▶ Records provided:
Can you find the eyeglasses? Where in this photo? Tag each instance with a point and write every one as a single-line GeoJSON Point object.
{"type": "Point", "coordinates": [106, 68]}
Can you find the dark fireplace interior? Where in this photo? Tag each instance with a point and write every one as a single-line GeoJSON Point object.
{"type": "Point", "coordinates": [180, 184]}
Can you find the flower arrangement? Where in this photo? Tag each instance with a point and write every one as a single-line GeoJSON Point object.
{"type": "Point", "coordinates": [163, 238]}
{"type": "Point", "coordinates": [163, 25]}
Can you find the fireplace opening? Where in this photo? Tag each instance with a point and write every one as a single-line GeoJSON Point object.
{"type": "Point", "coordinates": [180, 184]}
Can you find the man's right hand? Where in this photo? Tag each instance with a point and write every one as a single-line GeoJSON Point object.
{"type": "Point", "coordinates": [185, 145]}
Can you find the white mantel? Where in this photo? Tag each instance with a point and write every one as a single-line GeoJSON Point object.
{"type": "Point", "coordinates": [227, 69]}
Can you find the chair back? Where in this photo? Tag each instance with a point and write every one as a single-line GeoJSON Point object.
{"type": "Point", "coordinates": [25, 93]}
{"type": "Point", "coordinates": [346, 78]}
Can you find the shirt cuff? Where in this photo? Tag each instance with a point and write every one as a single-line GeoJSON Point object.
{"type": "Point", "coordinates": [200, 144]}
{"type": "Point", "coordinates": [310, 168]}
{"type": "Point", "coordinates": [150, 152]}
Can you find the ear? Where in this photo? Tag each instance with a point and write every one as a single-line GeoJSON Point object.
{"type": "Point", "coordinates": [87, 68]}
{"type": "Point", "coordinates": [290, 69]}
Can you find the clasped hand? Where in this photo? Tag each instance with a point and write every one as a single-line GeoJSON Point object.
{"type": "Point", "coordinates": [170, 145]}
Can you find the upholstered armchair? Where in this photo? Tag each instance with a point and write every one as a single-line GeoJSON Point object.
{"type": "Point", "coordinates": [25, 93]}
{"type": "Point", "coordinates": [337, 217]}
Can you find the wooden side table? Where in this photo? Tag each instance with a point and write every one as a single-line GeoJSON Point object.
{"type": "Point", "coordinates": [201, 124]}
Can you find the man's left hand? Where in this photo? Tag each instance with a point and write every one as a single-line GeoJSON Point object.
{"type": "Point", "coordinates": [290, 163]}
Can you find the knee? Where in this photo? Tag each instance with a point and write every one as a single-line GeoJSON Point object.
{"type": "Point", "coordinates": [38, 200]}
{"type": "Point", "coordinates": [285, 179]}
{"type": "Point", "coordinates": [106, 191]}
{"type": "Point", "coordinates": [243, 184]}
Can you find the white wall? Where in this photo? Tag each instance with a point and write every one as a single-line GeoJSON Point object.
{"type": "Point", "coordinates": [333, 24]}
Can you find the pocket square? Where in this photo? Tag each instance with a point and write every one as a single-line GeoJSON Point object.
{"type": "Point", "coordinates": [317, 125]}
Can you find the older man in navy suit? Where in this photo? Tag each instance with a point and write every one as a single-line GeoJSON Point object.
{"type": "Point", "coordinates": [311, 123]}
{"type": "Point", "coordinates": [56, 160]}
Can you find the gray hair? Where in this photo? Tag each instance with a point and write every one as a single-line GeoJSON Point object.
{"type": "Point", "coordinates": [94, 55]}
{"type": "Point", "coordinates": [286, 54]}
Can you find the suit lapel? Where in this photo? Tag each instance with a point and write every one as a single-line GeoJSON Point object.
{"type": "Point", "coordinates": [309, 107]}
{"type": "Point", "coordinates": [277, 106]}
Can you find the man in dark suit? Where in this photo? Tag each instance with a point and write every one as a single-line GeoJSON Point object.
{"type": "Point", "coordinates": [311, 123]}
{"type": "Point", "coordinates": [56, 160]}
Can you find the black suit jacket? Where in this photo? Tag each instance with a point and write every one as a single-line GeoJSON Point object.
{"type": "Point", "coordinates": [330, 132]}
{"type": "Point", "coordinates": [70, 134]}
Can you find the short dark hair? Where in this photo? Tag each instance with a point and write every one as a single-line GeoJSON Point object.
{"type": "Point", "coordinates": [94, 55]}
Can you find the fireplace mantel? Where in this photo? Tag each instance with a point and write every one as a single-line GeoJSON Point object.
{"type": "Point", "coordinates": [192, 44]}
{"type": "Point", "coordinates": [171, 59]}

▶ Directions for this task: Copy out the listing above, changing each "Tag" to "Mark" and keeping everything else as it is.

▶ Complete response:
Can you find the eyeglasses? Where in this photo? Mark each instance with a point and write every one as a single-line GeoJSON Point object.
{"type": "Point", "coordinates": [106, 68]}
Can you find the dark fireplace interior? Where in this photo? Mark each instance with a point and write every one as a single-line GeoJSON Point object.
{"type": "Point", "coordinates": [180, 184]}
Can you find the flower arrangement? Where in this photo? Mark each instance with a point and write every one as a single-line GeoJSON Point object.
{"type": "Point", "coordinates": [163, 238]}
{"type": "Point", "coordinates": [163, 25]}
Can you find the fireplace opening? Where in this photo? Mark each instance with a point and write every one as a single-line GeoJSON Point object.
{"type": "Point", "coordinates": [180, 184]}
Can you find the man's right hand? Where in this photo? Mark each instance with a point and write every one as a single-line GeoJSON Point object.
{"type": "Point", "coordinates": [185, 145]}
Can you find the white mantel? Where in this photo? Mark each instance with a point and write every one as a single-line GeoJSON Point object.
{"type": "Point", "coordinates": [227, 69]}
Can you find the chair back? Where in this photo? Mark each instance with a point and write every one as a single-line GeoJSON Point object.
{"type": "Point", "coordinates": [25, 93]}
{"type": "Point", "coordinates": [346, 78]}
Can you find the shirt cuff? Where in this photo? Mark each instance with a point and write every one as a single-line GeoJSON Point object.
{"type": "Point", "coordinates": [200, 144]}
{"type": "Point", "coordinates": [310, 168]}
{"type": "Point", "coordinates": [150, 152]}
Can you find the ear? Where in this photo? Mark each instance with a point and write every one as a single-line GeoJSON Point object.
{"type": "Point", "coordinates": [87, 68]}
{"type": "Point", "coordinates": [290, 69]}
Can you find the clasped hand? Where in this photo? Mark each instance with a point and write every one as a single-line GeoJSON Point object.
{"type": "Point", "coordinates": [170, 145]}
Can you find the upholstered armchair? Where in this photo? Mark each instance with a point and write every one as a single-line GeoJSON Point object.
{"type": "Point", "coordinates": [25, 93]}
{"type": "Point", "coordinates": [337, 217]}
Can you find the wooden side table? Where in this photo? Mark each instance with a point and write every one as a single-line GeoJSON Point object.
{"type": "Point", "coordinates": [201, 124]}
Can you find the man's left hand? Where in this photo? Mark each instance with a point and write every one as a single-line GeoJSON Point object.
{"type": "Point", "coordinates": [290, 163]}
Can you find the knee? Where in this photo? Mark each instance with a point and write every one as a single-line GeoJSON Point object.
{"type": "Point", "coordinates": [38, 200]}
{"type": "Point", "coordinates": [285, 179]}
{"type": "Point", "coordinates": [106, 191]}
{"type": "Point", "coordinates": [243, 184]}
Can you find the white wall? Where in this photo? Mark each instance with a point and write every one as a single-line GeoJSON Point object.
{"type": "Point", "coordinates": [333, 24]}
Can you find the pocket square? Where in this photo? Mark each instance with a point and write every one as a single-line GeoJSON Point object.
{"type": "Point", "coordinates": [317, 125]}
Can you find the older man in navy suit? Where in this photo? Mark each instance with a point and write every one as a single-line GeoJSON Point object.
{"type": "Point", "coordinates": [311, 123]}
{"type": "Point", "coordinates": [56, 160]}
Can you find the gray hair? Where in this photo? Mark each instance with a point and write every one as a single-line GeoJSON Point object.
{"type": "Point", "coordinates": [94, 55]}
{"type": "Point", "coordinates": [286, 54]}
Can you find the suit lapel? Where in this photo? Mark each instance with a point and write every one as a single-line GeoJSON Point object.
{"type": "Point", "coordinates": [309, 107]}
{"type": "Point", "coordinates": [277, 106]}
Can you find the man in dark suit? Where in this photo? Mark each instance with a point and write every one as a single-line GeoJSON Point object.
{"type": "Point", "coordinates": [311, 123]}
{"type": "Point", "coordinates": [56, 160]}
Can you find the black suit jacket? Where in this photo? Mark each instance with a point and write every one as a single-line GeoJSON Point object.
{"type": "Point", "coordinates": [330, 132]}
{"type": "Point", "coordinates": [70, 134]}
Can you find the short dark hair? Where in this photo? Mark each instance with a point and write every one as a single-line GeoJSON Point object.
{"type": "Point", "coordinates": [94, 55]}
Can you find the fireplace mantel? Where in this photo? Mark each instance with a point and write every one as a single-line GeoJSON Point object.
{"type": "Point", "coordinates": [192, 44]}
{"type": "Point", "coordinates": [171, 59]}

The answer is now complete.